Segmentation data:

* * * * * * *

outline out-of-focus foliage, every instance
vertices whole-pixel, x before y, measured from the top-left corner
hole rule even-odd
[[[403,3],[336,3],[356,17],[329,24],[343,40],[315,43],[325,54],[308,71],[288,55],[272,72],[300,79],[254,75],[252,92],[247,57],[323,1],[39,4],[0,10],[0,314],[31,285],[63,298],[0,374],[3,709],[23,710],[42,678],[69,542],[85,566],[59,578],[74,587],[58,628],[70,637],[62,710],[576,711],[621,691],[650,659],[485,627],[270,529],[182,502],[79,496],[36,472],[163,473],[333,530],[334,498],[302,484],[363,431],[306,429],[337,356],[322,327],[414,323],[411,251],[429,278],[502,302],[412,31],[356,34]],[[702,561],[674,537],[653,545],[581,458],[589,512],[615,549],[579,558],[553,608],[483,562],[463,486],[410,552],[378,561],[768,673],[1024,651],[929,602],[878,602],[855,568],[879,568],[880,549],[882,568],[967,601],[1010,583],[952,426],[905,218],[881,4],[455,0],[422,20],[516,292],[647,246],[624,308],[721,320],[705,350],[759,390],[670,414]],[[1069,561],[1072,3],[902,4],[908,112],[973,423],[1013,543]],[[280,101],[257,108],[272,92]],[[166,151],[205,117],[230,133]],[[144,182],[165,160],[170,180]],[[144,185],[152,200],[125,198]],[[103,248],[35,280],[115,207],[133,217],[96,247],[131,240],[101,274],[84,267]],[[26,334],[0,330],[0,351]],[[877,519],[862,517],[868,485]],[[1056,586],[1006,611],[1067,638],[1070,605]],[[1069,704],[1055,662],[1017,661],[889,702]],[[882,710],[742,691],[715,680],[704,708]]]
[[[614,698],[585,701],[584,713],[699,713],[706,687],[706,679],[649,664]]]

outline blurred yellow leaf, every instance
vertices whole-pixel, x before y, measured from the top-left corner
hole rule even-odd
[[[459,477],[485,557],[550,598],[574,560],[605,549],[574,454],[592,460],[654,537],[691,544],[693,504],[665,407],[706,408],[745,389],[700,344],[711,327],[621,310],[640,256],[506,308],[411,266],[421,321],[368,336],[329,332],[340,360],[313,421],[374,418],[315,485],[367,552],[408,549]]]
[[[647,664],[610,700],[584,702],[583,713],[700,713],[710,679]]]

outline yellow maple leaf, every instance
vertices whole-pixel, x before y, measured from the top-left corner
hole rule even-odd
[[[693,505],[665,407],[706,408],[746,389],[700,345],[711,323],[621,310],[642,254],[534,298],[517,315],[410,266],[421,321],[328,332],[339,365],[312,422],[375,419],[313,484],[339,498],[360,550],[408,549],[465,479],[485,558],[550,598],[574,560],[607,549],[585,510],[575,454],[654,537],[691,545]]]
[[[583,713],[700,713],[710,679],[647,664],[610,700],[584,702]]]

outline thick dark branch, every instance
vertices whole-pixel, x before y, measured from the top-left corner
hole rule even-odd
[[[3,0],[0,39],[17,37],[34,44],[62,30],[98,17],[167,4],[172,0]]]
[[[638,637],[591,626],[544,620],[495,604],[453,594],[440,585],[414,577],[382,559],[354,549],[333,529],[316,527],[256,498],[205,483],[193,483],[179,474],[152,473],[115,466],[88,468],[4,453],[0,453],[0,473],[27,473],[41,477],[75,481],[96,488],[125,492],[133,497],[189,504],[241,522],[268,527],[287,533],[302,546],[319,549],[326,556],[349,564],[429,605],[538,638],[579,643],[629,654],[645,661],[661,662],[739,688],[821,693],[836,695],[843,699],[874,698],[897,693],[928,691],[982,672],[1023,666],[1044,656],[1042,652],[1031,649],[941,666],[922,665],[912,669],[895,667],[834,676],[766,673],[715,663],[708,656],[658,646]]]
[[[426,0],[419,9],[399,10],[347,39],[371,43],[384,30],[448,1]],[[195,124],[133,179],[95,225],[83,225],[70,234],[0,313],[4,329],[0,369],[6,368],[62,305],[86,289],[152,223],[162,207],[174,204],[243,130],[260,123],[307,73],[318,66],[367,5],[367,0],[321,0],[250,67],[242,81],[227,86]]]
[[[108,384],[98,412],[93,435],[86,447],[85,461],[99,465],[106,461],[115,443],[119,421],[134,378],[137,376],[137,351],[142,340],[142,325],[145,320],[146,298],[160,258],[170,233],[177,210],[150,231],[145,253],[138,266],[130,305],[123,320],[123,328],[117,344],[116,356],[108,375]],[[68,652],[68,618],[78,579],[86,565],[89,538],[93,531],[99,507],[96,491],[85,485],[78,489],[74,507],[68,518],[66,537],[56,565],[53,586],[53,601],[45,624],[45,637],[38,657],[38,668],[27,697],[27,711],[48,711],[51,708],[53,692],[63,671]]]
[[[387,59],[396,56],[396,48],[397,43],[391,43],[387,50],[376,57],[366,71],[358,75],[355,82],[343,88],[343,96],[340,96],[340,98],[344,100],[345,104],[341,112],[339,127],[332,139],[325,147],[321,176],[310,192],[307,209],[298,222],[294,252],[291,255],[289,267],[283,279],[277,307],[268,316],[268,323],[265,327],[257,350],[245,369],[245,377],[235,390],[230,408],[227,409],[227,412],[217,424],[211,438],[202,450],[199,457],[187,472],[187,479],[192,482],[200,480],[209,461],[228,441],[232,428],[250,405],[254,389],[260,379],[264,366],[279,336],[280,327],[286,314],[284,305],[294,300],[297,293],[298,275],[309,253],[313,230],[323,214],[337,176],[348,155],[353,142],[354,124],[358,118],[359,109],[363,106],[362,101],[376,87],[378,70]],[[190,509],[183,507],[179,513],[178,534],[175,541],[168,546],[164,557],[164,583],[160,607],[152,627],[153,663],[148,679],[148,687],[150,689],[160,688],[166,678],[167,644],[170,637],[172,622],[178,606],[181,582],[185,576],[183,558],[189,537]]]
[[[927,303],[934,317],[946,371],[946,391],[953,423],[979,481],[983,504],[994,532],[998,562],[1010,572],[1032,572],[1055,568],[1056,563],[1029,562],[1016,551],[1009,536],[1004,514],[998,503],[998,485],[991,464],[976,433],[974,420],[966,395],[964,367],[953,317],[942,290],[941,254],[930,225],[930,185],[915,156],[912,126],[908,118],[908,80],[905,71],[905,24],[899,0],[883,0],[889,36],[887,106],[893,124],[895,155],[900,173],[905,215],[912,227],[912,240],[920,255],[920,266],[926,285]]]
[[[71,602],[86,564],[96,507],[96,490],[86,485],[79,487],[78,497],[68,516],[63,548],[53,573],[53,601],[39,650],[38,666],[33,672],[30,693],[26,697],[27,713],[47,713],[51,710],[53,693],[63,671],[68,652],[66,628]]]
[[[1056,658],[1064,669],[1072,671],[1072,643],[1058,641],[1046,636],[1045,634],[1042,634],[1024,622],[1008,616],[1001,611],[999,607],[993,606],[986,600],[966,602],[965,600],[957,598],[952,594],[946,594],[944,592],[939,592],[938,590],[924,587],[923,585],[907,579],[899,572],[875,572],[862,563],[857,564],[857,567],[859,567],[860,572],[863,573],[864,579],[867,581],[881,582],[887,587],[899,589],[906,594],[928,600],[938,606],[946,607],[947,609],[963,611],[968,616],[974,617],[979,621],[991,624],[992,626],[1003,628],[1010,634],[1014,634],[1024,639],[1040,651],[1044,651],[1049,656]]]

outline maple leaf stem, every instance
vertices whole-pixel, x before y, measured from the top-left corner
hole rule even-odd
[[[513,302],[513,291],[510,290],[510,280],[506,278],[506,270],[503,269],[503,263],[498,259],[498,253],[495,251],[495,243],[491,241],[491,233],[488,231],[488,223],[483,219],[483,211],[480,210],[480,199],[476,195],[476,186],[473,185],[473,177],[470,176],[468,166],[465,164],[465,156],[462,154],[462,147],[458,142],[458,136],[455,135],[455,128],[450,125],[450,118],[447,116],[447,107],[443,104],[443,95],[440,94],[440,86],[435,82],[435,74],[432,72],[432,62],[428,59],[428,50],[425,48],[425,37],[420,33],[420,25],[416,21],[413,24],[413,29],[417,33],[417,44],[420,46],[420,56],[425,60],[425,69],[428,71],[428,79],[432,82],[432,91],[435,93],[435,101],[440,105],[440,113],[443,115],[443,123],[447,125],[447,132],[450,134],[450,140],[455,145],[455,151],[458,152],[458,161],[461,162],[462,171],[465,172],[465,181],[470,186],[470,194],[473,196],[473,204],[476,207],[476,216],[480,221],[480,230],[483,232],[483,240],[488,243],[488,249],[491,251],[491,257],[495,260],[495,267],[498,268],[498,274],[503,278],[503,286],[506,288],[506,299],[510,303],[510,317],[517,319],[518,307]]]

* * * * * * *

(Aim) In the listing above, what do you get when you reproduce the lines verbatim, starting with the line containing "outline yellow maple leaf, every instance" and going on through the line containing "[[[583,713],[700,713],[710,679],[647,664],[610,700],[584,702]]]"?

(Written response)
outline yellow maple leaf, every instance
vertices whole-pixel, x before y, measured from the top-left corner
hole rule even-odd
[[[693,505],[665,407],[706,408],[746,389],[700,345],[711,323],[621,310],[642,254],[534,298],[517,315],[410,266],[421,321],[328,332],[339,365],[312,422],[375,419],[313,484],[339,498],[360,550],[408,549],[465,479],[485,558],[550,598],[574,560],[607,549],[585,510],[575,454],[654,537],[691,545]]]
[[[583,713],[700,713],[710,679],[647,664],[610,700],[584,702]]]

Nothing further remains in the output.